▶ **Stated exercise 1**
Output the entries word for word, covering the stretch from the line containing "out the ceremonial" through the last line of the entries.

▶ **Text block**
Linear modes and soliton families

To confirm the above conclusions based on the tight-binding model and to demonstrate the appearance of new types of topological boundary modes in HOTI arising from unconventional truncation, we further use the continuous dimensionless nonlinear Schrödinger equation describing the paraxial propagation of light along the z-axis:

$$i\frac{\partial \it{\Psi} }{\partial z}=-\frac{1}{2}{\nabla }^{2}\it{\Psi} -{{{\mathcal{V}}}}(x,y)\it{\Psi} -| \it{\Psi} {| }^{2}\it{\Psi} ,$$

(2)

▶ **Stated exercise 2**
Return the whole passage on linear modes and soliton families, reproducing it word for word.

[Data items]
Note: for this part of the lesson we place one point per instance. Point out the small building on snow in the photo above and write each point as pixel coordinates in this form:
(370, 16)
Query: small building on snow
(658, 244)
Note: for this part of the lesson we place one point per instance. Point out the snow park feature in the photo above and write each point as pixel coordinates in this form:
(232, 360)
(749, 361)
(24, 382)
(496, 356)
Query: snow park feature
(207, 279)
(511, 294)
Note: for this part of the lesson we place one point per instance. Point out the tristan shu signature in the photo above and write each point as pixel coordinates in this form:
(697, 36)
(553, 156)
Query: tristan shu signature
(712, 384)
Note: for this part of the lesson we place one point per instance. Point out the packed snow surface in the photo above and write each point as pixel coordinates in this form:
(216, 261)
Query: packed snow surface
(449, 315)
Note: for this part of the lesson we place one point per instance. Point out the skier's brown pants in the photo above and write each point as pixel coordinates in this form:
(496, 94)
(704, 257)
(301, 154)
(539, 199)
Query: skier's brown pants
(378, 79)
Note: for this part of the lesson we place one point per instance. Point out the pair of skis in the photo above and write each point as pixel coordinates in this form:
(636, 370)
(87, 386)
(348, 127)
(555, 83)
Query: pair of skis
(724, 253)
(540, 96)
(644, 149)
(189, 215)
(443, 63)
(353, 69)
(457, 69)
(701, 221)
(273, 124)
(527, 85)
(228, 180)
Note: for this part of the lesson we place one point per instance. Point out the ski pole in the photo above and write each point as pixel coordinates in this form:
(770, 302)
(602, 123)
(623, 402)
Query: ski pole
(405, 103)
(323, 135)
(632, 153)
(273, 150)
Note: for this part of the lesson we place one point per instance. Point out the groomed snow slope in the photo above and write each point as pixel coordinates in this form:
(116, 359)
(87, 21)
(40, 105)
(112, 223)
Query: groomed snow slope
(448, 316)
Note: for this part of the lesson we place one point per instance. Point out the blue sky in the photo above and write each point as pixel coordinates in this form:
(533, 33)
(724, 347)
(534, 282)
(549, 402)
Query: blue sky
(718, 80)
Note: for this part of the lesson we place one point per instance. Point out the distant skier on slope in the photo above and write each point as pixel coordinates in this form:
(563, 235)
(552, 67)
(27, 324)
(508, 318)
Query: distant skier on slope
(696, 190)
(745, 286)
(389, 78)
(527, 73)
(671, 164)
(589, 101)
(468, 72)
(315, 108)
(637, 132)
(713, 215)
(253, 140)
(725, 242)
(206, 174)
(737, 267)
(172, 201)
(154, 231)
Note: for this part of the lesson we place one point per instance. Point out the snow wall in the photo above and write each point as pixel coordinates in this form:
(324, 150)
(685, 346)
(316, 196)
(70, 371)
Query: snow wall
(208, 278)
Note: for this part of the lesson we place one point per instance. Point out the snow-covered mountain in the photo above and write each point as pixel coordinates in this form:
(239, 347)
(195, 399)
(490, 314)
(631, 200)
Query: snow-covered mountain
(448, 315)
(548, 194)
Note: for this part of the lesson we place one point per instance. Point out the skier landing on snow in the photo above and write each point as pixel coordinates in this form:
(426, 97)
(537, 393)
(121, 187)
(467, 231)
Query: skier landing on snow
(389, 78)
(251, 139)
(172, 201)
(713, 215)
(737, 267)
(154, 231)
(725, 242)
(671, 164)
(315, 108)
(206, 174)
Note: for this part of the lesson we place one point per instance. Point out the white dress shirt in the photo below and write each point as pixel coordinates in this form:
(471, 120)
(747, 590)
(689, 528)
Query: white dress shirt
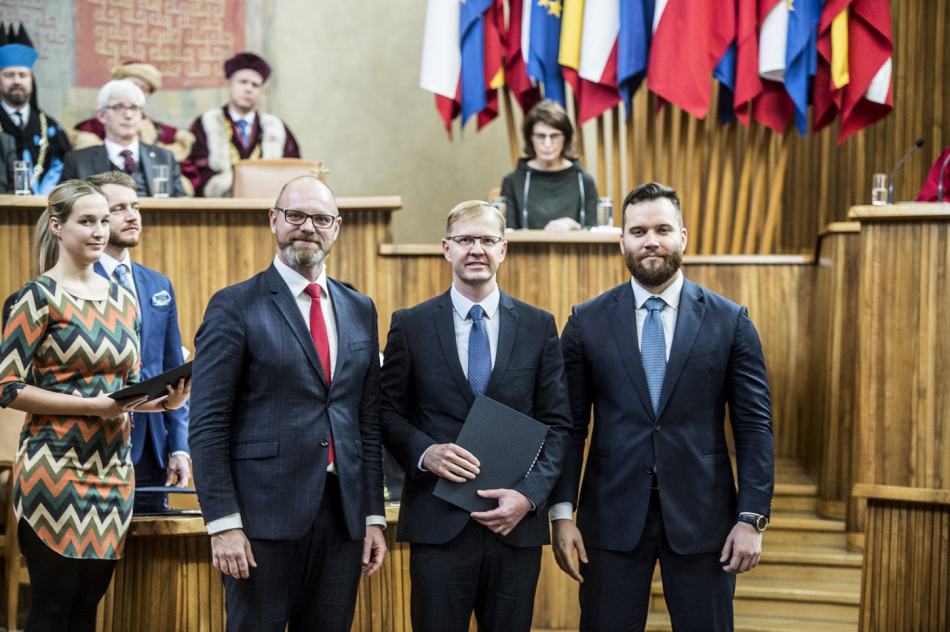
(670, 296)
(297, 285)
(114, 150)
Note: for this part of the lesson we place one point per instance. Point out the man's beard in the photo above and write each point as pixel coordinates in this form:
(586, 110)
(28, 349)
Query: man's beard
(653, 277)
(303, 255)
(17, 99)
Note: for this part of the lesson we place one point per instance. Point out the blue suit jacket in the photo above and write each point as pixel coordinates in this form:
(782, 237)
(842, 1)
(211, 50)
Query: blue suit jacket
(261, 411)
(715, 360)
(161, 351)
(426, 399)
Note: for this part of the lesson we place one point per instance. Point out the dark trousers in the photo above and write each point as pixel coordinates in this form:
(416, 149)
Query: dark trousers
(64, 591)
(615, 595)
(148, 473)
(310, 583)
(473, 572)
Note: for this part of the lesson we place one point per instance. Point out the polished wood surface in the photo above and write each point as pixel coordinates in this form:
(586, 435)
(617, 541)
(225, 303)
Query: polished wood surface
(906, 574)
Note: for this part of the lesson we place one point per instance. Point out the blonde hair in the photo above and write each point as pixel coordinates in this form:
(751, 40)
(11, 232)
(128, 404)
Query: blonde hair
(61, 201)
(471, 209)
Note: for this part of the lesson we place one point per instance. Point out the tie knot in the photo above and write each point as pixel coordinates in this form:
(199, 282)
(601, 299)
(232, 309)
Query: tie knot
(654, 303)
(313, 291)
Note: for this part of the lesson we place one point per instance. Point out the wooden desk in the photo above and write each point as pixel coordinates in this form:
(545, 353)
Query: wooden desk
(905, 583)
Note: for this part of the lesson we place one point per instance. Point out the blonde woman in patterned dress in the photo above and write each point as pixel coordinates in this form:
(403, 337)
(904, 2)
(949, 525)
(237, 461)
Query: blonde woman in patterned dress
(75, 334)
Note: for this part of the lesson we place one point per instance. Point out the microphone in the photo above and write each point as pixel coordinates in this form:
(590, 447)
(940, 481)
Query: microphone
(890, 187)
(943, 169)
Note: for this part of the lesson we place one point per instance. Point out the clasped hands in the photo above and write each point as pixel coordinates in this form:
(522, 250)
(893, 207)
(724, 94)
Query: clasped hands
(455, 463)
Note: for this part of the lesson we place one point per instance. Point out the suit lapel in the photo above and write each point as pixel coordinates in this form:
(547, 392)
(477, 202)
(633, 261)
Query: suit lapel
(507, 328)
(688, 321)
(147, 160)
(287, 306)
(445, 326)
(341, 314)
(623, 320)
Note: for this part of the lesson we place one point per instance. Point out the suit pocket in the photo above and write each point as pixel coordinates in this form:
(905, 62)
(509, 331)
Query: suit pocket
(255, 450)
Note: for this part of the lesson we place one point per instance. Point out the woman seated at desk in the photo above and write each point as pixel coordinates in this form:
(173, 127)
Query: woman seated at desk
(549, 189)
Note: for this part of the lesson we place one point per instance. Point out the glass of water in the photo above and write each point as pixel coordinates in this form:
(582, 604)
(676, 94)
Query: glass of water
(879, 189)
(160, 181)
(21, 177)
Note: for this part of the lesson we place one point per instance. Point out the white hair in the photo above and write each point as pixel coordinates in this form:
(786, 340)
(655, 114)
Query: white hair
(120, 88)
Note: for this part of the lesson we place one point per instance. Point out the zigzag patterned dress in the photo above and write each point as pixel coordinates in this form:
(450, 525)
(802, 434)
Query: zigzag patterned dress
(73, 478)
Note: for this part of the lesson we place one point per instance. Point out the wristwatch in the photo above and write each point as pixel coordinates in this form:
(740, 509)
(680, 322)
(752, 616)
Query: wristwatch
(758, 521)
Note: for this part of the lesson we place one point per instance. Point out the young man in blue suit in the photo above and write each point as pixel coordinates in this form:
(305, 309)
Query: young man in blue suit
(159, 440)
(285, 430)
(474, 339)
(659, 358)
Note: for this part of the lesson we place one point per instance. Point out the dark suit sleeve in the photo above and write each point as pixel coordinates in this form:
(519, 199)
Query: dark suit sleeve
(175, 177)
(579, 391)
(176, 421)
(220, 347)
(403, 440)
(70, 168)
(750, 412)
(550, 407)
(371, 433)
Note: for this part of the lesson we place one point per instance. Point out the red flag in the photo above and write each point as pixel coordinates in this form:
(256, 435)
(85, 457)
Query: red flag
(688, 43)
(494, 21)
(526, 95)
(826, 96)
(870, 46)
(748, 83)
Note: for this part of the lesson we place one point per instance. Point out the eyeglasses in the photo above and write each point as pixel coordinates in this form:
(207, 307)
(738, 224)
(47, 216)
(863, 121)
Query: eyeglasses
(467, 241)
(543, 138)
(118, 108)
(298, 218)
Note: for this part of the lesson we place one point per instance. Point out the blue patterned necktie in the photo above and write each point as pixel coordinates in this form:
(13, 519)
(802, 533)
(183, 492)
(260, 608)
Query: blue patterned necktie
(242, 127)
(653, 349)
(122, 275)
(479, 353)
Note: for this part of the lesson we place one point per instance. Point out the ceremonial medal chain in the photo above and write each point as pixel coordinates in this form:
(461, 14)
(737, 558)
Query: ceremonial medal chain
(38, 168)
(235, 156)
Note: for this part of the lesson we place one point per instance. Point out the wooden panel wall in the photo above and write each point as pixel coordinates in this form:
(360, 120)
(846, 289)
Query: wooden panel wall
(903, 379)
(906, 576)
(830, 377)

▶ **Task answer 1**
Note: for this part of the lesson we place one point per instance. Point out the ceremonial medal chain in the photo above and write each point as pixel coordinates in this form:
(461, 14)
(737, 558)
Query: ceremonial medal chain
(38, 168)
(235, 156)
Note: for this part of the lesson we place one point per instance. Point out the wooden panel wall in the photo above and write each point as pixel coordinates in this form:
(360, 120)
(846, 289)
Query: wooden panel wall
(903, 379)
(906, 576)
(830, 377)

▶ **Task answer 2**
Linear modes and soliton families

To confirm the above conclusions based on the tight-binding model and to demonstrate the appearance of new types of topological boundary modes in HOTI arising from unconventional truncation, we further use the continuous dimensionless nonlinear Schrödinger equation describing the paraxial propagation of light along the z-axis:

$$i\frac{\partial \it{\Psi} }{\partial z}=-\frac{1}{2}{\nabla }^{2}\it{\Psi} -{{{\mathcal{V}}}}(x,y)\it{\Psi} -| \it{\Psi} {| }^{2}\it{\Psi} ,$$

(2)